**To do**
Reproduce the listing that follows word for word, without its pictures.

**The data**
▼▼▼
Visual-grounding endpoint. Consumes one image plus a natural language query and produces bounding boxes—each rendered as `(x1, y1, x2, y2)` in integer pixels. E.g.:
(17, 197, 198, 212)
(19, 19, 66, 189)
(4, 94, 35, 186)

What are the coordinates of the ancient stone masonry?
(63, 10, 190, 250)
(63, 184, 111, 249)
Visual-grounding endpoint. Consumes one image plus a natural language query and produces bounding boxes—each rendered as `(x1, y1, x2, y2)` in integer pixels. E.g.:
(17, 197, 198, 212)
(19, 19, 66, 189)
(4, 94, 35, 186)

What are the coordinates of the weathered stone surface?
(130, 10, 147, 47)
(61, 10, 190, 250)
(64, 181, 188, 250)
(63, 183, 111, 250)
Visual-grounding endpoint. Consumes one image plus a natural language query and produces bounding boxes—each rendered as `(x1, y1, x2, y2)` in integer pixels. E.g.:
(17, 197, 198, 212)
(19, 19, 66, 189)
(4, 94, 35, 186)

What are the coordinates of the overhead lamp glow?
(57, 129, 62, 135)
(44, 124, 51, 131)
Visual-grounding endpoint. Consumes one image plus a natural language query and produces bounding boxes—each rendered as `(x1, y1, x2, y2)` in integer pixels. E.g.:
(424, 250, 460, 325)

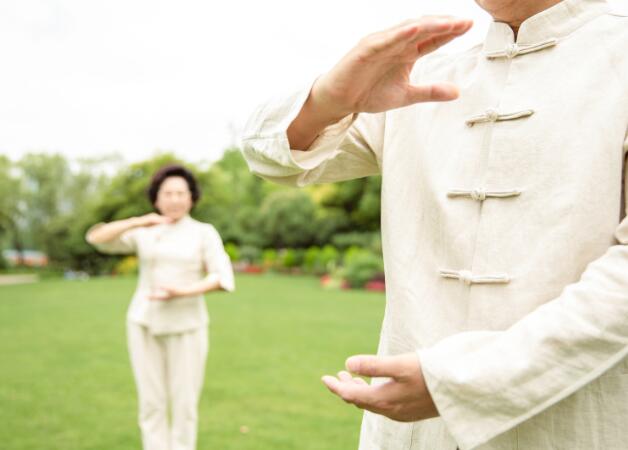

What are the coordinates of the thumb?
(405, 82, 459, 105)
(346, 354, 410, 379)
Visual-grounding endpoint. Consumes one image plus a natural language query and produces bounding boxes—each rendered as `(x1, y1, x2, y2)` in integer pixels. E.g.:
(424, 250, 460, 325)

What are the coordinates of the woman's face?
(154, 176, 193, 220)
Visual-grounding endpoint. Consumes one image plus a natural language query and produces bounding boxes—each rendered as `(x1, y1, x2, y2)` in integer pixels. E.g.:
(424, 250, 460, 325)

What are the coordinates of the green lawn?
(0, 273, 385, 450)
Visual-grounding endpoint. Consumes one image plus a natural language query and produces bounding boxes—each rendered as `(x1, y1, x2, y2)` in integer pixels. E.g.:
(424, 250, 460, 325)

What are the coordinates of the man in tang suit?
(241, 0, 628, 448)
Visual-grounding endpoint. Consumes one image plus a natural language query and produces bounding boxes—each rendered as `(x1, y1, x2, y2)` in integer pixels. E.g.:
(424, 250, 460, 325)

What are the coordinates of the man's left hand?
(321, 353, 438, 422)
▲▲▲
**Your response**
Visual-grounding endpoint. Consumes one image plus a natural language query and produces bounding boxes—each rendered as `(x1, y1, x2, y2)` in integer pixels. E.g.:
(17, 197, 198, 212)
(19, 19, 66, 189)
(4, 94, 35, 186)

What are the coordinates of the ancient stone masonry?
(63, 10, 190, 250)
(63, 184, 111, 249)
Visual-grounding endpoint. Consumes one image plus a natural language query and produces bounding boxes—each rendered as `(x1, y1, x2, y2)` in integer pixels. E.g.:
(17, 197, 198, 212)
(19, 19, 66, 189)
(4, 94, 35, 186)

What are the coordinates of the weathered stone surface?
(130, 10, 147, 47)
(61, 10, 190, 250)
(64, 181, 188, 250)
(63, 183, 111, 250)
Visual-grounding endpoint. Consumes one image plus a natural language query and produces bounding boxes—each rendered as `(x1, y1, x2, y2)` in integer pixels. E.g.:
(17, 197, 198, 212)
(19, 19, 66, 189)
(4, 94, 35, 186)

What are the coordinates of the overhead lamp glow?
(57, 129, 62, 135)
(44, 124, 51, 131)
Visual-grounding endpoint. Consumes one image plus a natural language query and produces bounding boxes—each rendered as `(x1, y1, x2, y2)` in integer pixels. E.g.:
(424, 250, 460, 325)


What are the coordinates of the thumb?
(405, 82, 459, 105)
(346, 354, 410, 379)
Visual-grounding endpoint. Consumes one image plus a natural language query and produces bounding boxes—each rendered as `(x1, y1, x2, y2)` in integer pixels. E.g.:
(424, 250, 460, 325)

What are the coordinates of the woman's face?
(154, 176, 193, 220)
Visual-grounding endpoint. Consumes one image plus a natural language query and produces bounding boxes—each rendered as `(x1, y1, x2, y2)` in integer pixels. E.g.:
(424, 250, 460, 325)

What are the coordinates of the green lawn?
(0, 273, 385, 450)
Visual-grounding endpoint. Consumes one image plus a natural language query and produces bounding boxes—each rendered as `(x1, y1, x2, y2)` in integer pixels. E.g.:
(424, 250, 460, 325)

What are the coordinates of the man in tang suit?
(241, 0, 628, 448)
Visual-grounding endpoint. Consumes one image plus a natural language query and produces bounding boxes—each rendered as `(x1, y1, x2, y2)` in integer pixels. E.g.:
(424, 250, 460, 325)

What are the coordinates of the man's left hand?
(321, 353, 438, 422)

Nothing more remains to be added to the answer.